Document section:
Introduction
Innovative 21st century business models contain many aspects that
differentiate them from business models that are more closely associated with
the pre-internet era.
Innovative organisations are able to utilise disruptive technologies and
approach business strategy from a different perspective to traditional
companies and use this to digitise their business and develop a business model
that enables them better respond to the increasing pace of change in
industries, and so create competitive advantage.
The ability to develop and utilise intangible assets such as knowledge,
organisational routines, and intellectual property to achieve competitive
advantage separates innovative businesses from physical asset focused
organisations but is not without its risk, and so absorbing change and dealing
with uncertainty become essential in maintaining competitive advantage.
Organisations with innovative business models are able to leverage the
advantages of network externalities to achieve cost efficiency, customer
lock-in, complementary value and first-mover advantage to hold a competitive
advantage over companies that fail to utilise network effects in their
business.
Purpose and societal impact can be sources of competitive advantage for
organisations that contribute positively to environmental, societal, or human
issues,
All of these elements impact modern business models and contribute to an
organisation’s ability to achieve and maintain competitive advantage in the
21st century.

Required actions:
**A.** Answer these from the introduction on 21st century business models:
(i) Which era are the older business models more closely associated with?
(ii) Which intangible assets does it name?
(iii) For which organizations can purpose and societal impact be sources of competitive advantage?
**B.** List every advantage that the introduction on 21st century business models says organizations gain by leveraging network externalities.
**C.** Does each statement agree with the introduction on 21st century business models? Answer yes or no, and quote the words that decide it.
(i) Using intangible assets to gain competitive advantage carries no risk.
(ii) Innovative organizations are able to use disruptive technologies.
(iii) Dealing with uncertainty is described as essential in maintaining competitive advantage.

Input data:
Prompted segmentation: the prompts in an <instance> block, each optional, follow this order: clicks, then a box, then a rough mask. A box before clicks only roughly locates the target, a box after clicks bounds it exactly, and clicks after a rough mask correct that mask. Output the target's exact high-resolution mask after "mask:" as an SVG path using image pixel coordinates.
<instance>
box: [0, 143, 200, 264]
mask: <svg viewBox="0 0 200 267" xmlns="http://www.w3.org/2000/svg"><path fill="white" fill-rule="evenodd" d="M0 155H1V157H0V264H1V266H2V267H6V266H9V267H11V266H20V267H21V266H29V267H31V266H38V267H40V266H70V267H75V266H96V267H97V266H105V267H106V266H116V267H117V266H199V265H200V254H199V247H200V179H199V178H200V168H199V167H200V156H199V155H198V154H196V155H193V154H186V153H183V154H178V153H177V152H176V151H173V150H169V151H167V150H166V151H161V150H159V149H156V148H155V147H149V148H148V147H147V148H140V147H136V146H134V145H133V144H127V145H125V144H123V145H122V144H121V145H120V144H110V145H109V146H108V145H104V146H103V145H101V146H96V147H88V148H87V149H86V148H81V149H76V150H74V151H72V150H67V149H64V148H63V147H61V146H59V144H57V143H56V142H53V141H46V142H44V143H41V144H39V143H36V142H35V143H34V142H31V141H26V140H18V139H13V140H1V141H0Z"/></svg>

Solution list:
**A.**
(i) The pre-internet era.
(ii) Knowledge, organisational routines, and intellectual property.
(iii) Organisations that contribute positively to environmental, societal, or human issues.

**B.**
Cost efficiency
Customer lock-in
Complementary value
First-mover advantage

**C.**
(i) No: "but is not without its risk"
(ii) Yes: "Innovative organisations are able to utilise disruptive technologies"
(iii) Yes: "absorbing change and dealing with uncertainty become essential in maintaining competitive advantage"